Arbeitsanweisungen:
1. Schreibe aus dem Text über Rizal die Stelle zwischen „Wie wir aus“ und „seines Studienaufenthalts wohnte.“ wortgetreu heraus, beide Grenzen eingeschlossen.
2. Bei wem wohnte Rizal laut dem Text über Rizal in den letzten Wochen seines Studienaufenthalts?

Übungstext:

* * *

Wie wir aus seinen Briefen entnehmen können, hinterließ die Heidelberger Zeit tiefgreifende Spuren in seinem Denken. Rizal kam in Heidelberg in Kontakt mit den dringlichen innenpolitischen Fragen des jungen Kaiserreichs: Nationale Ideen, aber auch soziale Gerechtigkeit und Freiheitsrechte beeinflussten ihn nachhaltig – über Begegnungen mit Mitstudierenden und Burschenschaftlern, aber vor allem seinen langen Gesprächen mit dem protestantischen Pfarrer Karl Ullmer aus Wilhelmsfeld bei Heidelberg, bei dem er auch die letzten Wochen seines Studienaufenthalts wohnte.

„Noli me tangere“ wurde sofort nach seinem Erscheinen in den Philippinnen verboten, gewann aber dennoch rasch an Popularität und wurde im Geheimen vervielfältigt. Identifizierten sich Menschen auf den Philippinen zuvor eher mit der eigenen Region, wurden die Romancharaktere zu Identifikationsfiguren für eine neue Generation junger philippinischer Intellektueller, die eine Unabhängigkeit der Philippinnen forderte – auch wenn Rizal keine direkte Loslösung, sondern eher eine stärkere Repräsentanz der Philippinen in der spanischen Zentralregierung und Verwaltungsreformen forderte. Wegen Anstiftung zur Rebellion und zum Verrat wurde Rizal 1896 hingerichtet. Er gilt bis heute als Vater der philippinischen Nationalbewegung.

* * *

Aufgeführte Einträge:
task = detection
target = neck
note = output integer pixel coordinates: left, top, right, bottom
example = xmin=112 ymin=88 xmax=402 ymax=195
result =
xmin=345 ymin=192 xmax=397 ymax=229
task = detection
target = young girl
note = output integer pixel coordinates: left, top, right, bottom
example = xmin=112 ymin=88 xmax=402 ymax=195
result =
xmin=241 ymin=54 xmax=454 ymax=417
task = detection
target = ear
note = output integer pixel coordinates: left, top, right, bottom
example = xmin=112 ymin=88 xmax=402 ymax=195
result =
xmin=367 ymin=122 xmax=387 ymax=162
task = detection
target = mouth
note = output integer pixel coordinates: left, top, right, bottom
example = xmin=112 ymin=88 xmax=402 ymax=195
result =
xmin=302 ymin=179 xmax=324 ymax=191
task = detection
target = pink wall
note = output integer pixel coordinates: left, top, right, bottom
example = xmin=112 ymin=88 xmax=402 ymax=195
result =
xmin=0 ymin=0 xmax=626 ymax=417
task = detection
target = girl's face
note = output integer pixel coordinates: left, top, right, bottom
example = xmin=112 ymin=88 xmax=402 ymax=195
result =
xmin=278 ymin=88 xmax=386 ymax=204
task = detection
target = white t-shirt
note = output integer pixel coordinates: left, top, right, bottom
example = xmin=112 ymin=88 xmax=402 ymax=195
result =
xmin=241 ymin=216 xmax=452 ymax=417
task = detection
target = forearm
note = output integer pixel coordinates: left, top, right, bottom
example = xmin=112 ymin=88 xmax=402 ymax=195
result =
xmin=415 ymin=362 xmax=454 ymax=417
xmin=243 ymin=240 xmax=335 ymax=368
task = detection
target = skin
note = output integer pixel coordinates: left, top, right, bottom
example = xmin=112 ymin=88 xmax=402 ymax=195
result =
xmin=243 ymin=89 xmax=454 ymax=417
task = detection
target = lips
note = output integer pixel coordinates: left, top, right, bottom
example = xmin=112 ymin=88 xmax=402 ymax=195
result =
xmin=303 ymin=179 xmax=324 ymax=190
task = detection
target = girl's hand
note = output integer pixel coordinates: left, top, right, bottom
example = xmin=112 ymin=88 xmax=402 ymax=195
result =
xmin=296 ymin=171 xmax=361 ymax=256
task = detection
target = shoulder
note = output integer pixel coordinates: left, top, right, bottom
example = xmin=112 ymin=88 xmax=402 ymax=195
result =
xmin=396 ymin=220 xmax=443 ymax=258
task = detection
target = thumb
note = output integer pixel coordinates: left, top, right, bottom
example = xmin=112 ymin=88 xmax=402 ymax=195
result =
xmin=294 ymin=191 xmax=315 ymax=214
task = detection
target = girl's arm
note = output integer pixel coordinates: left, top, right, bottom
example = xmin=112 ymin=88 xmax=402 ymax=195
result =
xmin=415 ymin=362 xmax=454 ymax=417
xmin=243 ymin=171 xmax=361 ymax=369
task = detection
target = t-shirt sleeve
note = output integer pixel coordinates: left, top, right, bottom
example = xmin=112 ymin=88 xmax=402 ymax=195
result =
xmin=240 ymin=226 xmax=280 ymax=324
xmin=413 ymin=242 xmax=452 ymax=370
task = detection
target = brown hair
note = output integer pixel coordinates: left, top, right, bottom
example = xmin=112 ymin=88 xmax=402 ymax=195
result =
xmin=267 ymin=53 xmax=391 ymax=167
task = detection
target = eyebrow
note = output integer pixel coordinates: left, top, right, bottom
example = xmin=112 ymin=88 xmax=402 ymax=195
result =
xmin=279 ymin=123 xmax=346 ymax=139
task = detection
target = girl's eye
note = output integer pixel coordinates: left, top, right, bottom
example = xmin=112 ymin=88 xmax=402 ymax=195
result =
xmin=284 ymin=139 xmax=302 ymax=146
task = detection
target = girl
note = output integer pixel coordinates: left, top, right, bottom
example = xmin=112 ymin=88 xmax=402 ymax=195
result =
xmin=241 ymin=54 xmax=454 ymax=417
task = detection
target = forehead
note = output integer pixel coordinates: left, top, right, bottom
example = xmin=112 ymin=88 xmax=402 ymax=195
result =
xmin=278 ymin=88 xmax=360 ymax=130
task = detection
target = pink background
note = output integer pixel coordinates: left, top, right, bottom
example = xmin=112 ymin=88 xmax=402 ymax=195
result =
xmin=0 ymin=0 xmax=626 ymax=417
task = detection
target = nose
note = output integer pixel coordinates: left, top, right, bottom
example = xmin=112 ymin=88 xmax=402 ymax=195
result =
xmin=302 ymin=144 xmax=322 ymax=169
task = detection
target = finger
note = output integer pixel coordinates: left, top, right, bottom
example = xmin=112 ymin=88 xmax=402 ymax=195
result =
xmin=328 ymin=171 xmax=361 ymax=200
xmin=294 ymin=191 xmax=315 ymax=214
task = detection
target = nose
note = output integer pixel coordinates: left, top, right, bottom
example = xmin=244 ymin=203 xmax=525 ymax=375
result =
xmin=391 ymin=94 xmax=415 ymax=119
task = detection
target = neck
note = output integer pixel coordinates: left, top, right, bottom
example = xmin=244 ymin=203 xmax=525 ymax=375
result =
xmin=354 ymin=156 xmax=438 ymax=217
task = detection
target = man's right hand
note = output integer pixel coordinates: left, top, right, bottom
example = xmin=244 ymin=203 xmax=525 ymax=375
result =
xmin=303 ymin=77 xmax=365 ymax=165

* * *

Lösungen je Aufgabe:
1.
Wie wir aus seinen Briefen entnehmen können, hinterließ die Heidelberger Zeit tiefgreifende Spuren in seinem Denken. Rizal kam in Heidelberg in Kontakt mit den dringlichen innenpolitischen Fragen des jungen Kaiserreichs: Nationale Ideen, aber auch soziale Gerechtigkeit und Freiheitsrechte beeinflussten ihn nachhaltig – über Begegnungen mit Mitstudierenden und Burschenschaftlern, aber vor allem seinen langen Gesprächen mit dem protestantischen Pfarrer Karl Ullmer aus Wilhelmsfeld bei Heidelberg, bei dem er auch die letzten Wochen seines Studienaufenthalts wohnte.

2. Bei dem protestantischen Pfarrer Karl Ullmer aus Wilhelmsfeld bei Heidelberg.